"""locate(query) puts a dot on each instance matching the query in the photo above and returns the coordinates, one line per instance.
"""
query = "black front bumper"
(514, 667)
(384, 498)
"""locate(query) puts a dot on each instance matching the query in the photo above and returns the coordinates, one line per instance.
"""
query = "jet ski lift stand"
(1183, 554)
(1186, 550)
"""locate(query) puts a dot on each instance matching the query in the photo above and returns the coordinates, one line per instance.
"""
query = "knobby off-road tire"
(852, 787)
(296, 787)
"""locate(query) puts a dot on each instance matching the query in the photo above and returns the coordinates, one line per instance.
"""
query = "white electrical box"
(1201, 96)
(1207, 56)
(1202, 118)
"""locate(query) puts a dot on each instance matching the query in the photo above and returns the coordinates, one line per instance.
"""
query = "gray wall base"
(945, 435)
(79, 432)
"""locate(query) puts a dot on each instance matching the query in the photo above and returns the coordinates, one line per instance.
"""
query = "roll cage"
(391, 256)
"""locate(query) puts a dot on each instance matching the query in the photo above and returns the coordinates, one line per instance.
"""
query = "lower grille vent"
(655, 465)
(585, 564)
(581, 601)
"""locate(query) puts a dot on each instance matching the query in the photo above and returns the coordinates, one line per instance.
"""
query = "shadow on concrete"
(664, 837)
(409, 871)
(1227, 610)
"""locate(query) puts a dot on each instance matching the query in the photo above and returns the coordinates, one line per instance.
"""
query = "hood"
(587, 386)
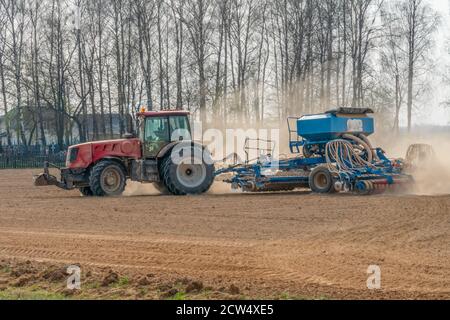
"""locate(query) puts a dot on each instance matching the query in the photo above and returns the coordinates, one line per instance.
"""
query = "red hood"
(91, 152)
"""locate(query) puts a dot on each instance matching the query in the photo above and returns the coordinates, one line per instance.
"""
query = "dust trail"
(433, 176)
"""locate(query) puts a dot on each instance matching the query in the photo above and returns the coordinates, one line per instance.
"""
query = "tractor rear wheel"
(86, 192)
(190, 175)
(321, 180)
(107, 179)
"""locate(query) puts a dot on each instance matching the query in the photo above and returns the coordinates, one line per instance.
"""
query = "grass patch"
(123, 281)
(5, 269)
(23, 294)
(287, 296)
(179, 296)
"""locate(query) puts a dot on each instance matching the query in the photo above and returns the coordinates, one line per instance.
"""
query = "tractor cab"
(160, 129)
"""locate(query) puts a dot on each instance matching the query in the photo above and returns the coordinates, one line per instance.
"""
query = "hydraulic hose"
(362, 143)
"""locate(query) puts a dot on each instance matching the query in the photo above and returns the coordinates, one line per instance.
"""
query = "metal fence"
(30, 159)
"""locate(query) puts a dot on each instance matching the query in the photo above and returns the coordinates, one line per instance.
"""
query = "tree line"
(229, 62)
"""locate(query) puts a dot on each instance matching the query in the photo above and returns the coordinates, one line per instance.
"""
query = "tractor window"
(157, 130)
(179, 128)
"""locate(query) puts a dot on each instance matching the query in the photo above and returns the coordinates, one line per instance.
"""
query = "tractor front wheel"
(107, 179)
(190, 175)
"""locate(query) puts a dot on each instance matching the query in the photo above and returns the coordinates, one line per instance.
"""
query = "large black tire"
(107, 179)
(187, 179)
(86, 192)
(321, 180)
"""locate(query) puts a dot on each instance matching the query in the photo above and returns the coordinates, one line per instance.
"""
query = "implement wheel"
(321, 180)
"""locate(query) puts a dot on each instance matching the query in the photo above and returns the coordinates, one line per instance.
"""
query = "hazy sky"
(433, 112)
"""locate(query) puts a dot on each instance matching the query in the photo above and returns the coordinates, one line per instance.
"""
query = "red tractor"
(162, 153)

## Requirements
Ignore the images and quote every line of the listing exactly.

## Correct response
"""locate(query) puts a dot on each instance matching the query in the photo above and returns the coordinates, one line per instance.
"""
query = "black front bumper"
(514, 667)
(384, 498)
"""locate(query) puts a dot on each instance matching the query in the photo above and returns the coordinates, one line per instance.
"""
query = "jet ski lift stand"
(1183, 554)
(1186, 550)
"""locate(query) puts a dot on each instance matching the query in the photo above and returns the coordinates, one line per instance.
"""
query = "knobby off-road tire"
(852, 787)
(296, 787)
"""locate(query) puts a dot on each instance matching the query in the photo above and returns the coordinates, one line per instance.
"""
query = "white electrical box"
(1201, 96)
(1207, 56)
(1202, 118)
"""locate(query) puts a dot on each instance matching the query in the photo above and returns the coordinates, one line per instance.
"""
query = "gray wall base"
(945, 435)
(79, 432)
"""locate(query) puts a dot on each instance matching the query in the photo above and returns the coordinates, one line per instance.
"""
query = "roll cage"
(391, 256)
"""locate(query) puts a dot on each instance matching the query in the photo above and returns the coordinates, one line per instance.
"""
query = "lower grille vent"
(655, 465)
(585, 564)
(581, 601)
"""locate(query) puts a dot on each instance matching the query in the photo above and returns the coordinates, one line per instance.
"""
query = "shadow on concrete"
(664, 837)
(409, 871)
(1227, 610)
"""locate(query) puts a dot on each instance matching the query in the photo above and returns the coordinates, one line per instance.
"""
query = "hood"
(587, 386)
"""locate(query) puts a dot on each instance matching the query in the photo above and returns the coordinates, one line per instance.
"""
query = "red hood"
(91, 152)
"""locate(query) puts a dot on each instance matching the query in the photo above and returns the coordinates, one line per instance.
"""
query = "dust trail"
(433, 176)
"""locate(query) puts a dot on each instance matching the query in the photo above and returns the coordinates, one line per instance.
"""
query = "tractor rear wheel"
(86, 192)
(190, 175)
(321, 180)
(107, 179)
"""locate(query) puts a dot on each instance matching the query in the photo above and returns the coordinates, one line per instance.
"""
query = "grass patch"
(123, 281)
(5, 269)
(23, 294)
(287, 296)
(179, 296)
"""locate(query) puts a dot on each instance matching the query in the photo above and returns the coordinates, one line per instance.
"""
query = "tractor cab"
(160, 129)
"""locate(query) puts a dot on each instance matching the query in the photo above and returns the coordinates, one line per instance.
"""
query = "hydraulic hose"
(362, 143)
"""locate(query) puts a dot on each instance matching the query in the photo above and returns the coordinates, one line per instance.
"""
query = "metal fence"
(30, 159)
"""locate(query) puts a dot on each instance matching the query in the photo above and returns the coordinates, one line per instance.
"""
query = "tree line"
(229, 62)
"""locate(query) puts a dot on each instance matching the query in the photo above and returns the coordinates, one line per instance.
"""
query = "tractor window"
(157, 130)
(179, 128)
"""locate(query) puts a dot on each instance matching the query in the photo above and returns the coordinates, one line per instance.
"""
query = "tractor front wheel"
(107, 179)
(190, 175)
"""locate(query) puts a dot on each instance matching the query in the photo above and returns the coordinates, one line per instance.
"""
query = "large black tire"
(107, 179)
(187, 179)
(86, 192)
(321, 180)
"""locate(query) puts a dot on each instance matching the query in the photo above and returns the coordinates, one line per instance.
"""
query = "implement wheel"
(321, 180)
"""locate(query) puts a dot on each instance matching the query in the photo above and returns the coordinates, one line per instance.
"""
query = "hazy sky"
(433, 112)
"""locate(query) puts a dot on each instance matching the query in the photo above and returns the coordinates, one line per instance.
"""
query = "red tractor"
(162, 153)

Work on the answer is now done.